给定指令:
请找出下方数据中所有含有字符串“blue”的行，并逐行照抄列出。
═══ 数据摘录 ═══
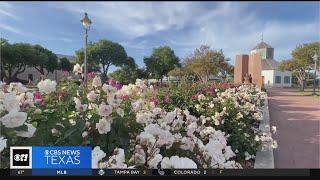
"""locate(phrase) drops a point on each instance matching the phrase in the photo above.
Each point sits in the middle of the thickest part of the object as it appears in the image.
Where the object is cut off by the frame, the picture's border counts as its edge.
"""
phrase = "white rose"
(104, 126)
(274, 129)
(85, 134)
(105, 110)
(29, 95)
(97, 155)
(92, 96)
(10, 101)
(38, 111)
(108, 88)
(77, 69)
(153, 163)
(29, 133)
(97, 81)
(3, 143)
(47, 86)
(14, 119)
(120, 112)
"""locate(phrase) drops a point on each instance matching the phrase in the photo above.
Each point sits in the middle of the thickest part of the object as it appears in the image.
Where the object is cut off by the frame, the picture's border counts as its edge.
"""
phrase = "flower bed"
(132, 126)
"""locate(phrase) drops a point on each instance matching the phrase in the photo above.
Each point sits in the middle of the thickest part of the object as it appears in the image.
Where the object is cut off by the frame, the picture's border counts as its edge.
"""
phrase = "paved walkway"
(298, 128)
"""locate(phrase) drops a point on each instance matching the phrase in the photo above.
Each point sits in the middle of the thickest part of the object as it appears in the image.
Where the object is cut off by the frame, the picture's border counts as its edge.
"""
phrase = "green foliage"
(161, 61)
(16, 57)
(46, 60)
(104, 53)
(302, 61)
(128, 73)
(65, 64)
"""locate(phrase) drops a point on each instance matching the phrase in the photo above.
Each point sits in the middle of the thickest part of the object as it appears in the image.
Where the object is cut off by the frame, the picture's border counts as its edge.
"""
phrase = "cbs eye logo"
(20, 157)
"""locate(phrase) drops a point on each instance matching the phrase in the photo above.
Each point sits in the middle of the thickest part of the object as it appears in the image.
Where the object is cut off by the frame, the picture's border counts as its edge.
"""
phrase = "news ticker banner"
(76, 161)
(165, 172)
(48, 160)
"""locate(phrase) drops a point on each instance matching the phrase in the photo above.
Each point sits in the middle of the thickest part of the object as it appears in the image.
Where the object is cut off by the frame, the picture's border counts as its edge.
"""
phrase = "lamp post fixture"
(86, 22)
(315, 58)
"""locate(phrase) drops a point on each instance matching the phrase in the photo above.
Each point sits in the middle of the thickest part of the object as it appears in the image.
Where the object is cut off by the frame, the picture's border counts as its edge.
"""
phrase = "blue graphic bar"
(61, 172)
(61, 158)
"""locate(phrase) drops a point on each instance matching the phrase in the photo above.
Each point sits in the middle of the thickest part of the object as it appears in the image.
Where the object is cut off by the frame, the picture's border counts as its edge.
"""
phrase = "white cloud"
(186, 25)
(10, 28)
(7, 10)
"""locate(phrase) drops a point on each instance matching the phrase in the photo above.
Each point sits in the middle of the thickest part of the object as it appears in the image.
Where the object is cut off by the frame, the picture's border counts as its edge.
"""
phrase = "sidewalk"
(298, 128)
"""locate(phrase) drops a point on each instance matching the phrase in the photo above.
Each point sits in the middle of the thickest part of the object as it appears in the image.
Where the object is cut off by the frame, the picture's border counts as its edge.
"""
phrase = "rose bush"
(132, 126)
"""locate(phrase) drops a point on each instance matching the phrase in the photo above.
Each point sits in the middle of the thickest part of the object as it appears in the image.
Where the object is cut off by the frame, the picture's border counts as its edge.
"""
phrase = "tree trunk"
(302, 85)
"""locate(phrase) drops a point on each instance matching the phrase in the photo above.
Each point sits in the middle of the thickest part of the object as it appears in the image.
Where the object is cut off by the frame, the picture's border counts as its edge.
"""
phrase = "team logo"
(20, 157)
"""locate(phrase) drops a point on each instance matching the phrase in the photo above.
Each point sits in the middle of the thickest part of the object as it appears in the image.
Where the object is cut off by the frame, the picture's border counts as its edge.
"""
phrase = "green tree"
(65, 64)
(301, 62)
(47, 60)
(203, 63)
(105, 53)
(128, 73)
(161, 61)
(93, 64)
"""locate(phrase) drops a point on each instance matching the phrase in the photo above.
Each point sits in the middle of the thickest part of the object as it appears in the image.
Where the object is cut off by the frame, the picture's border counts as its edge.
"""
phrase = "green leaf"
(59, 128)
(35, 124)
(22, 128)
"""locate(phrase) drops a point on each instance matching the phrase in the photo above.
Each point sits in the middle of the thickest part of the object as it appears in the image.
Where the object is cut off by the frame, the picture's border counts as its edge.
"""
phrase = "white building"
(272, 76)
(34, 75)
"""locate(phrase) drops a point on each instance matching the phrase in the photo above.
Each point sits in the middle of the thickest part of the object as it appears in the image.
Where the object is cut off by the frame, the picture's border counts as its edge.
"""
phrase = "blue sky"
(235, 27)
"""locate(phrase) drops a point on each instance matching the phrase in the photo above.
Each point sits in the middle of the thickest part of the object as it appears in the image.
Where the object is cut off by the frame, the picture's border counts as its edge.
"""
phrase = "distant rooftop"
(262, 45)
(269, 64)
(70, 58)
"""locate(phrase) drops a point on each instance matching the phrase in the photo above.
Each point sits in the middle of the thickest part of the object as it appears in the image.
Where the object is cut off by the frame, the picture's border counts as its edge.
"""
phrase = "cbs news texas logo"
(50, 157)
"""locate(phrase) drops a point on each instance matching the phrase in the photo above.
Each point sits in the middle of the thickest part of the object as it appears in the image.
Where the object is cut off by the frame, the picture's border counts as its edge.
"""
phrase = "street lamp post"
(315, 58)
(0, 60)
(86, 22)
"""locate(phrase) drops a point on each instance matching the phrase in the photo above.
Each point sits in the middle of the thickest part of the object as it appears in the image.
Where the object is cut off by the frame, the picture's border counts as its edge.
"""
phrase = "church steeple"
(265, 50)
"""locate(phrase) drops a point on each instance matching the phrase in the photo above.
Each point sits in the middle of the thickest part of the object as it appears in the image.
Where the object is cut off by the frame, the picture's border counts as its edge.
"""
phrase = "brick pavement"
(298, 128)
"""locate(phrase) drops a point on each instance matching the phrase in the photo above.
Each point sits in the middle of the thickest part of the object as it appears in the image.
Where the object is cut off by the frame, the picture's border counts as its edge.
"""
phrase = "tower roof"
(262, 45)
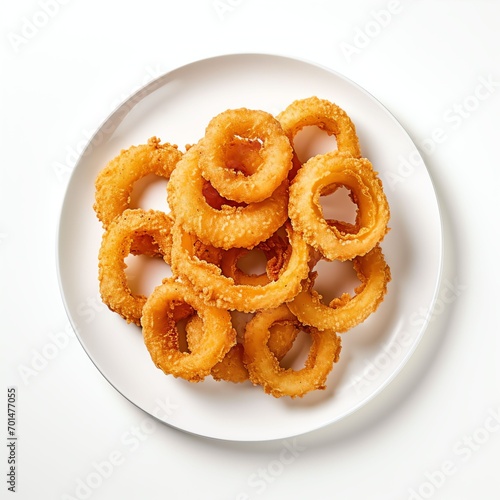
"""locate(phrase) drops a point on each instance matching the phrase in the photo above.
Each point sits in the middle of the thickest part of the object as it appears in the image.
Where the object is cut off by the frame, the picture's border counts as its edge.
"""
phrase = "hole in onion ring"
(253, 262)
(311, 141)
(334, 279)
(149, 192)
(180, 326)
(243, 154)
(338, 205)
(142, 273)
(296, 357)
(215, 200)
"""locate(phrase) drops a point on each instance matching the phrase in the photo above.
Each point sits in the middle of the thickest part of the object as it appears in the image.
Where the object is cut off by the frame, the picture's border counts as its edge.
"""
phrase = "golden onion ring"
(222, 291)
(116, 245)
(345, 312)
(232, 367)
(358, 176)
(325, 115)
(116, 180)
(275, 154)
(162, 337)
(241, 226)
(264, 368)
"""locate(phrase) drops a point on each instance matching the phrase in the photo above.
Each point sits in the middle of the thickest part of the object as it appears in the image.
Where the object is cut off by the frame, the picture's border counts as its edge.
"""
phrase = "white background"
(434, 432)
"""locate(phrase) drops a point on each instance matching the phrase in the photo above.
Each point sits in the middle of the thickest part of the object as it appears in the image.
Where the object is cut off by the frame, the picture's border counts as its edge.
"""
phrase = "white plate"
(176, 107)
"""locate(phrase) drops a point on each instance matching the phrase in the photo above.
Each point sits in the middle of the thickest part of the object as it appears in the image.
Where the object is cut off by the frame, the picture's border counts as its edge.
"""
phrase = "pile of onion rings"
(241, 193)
═══
═══ 数据摘录 ═══
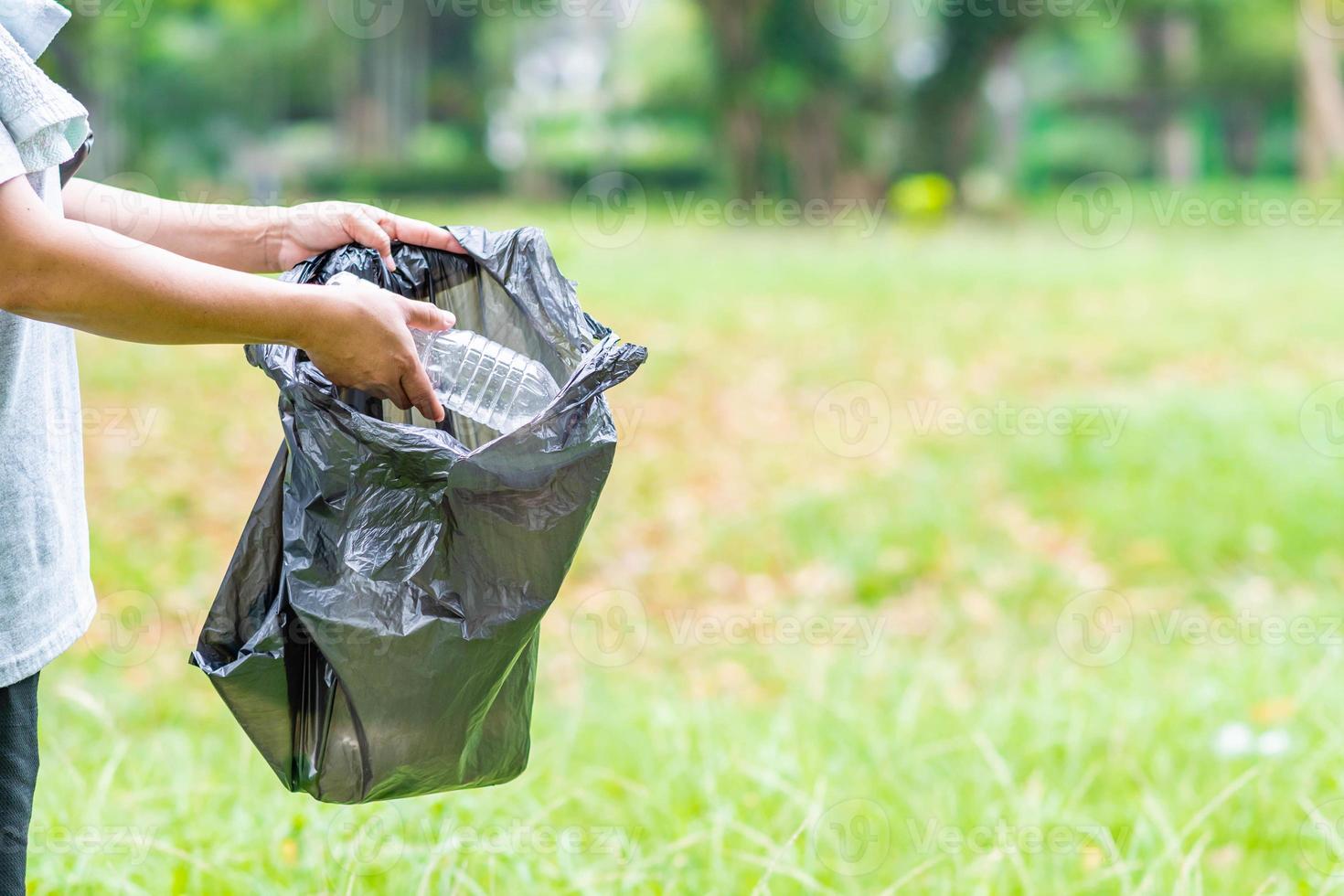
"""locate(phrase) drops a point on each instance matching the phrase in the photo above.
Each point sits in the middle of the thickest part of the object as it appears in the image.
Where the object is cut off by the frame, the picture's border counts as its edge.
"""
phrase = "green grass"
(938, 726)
═══
任务结果:
phrase = "blue graphic bar"
phrase = "blue sky"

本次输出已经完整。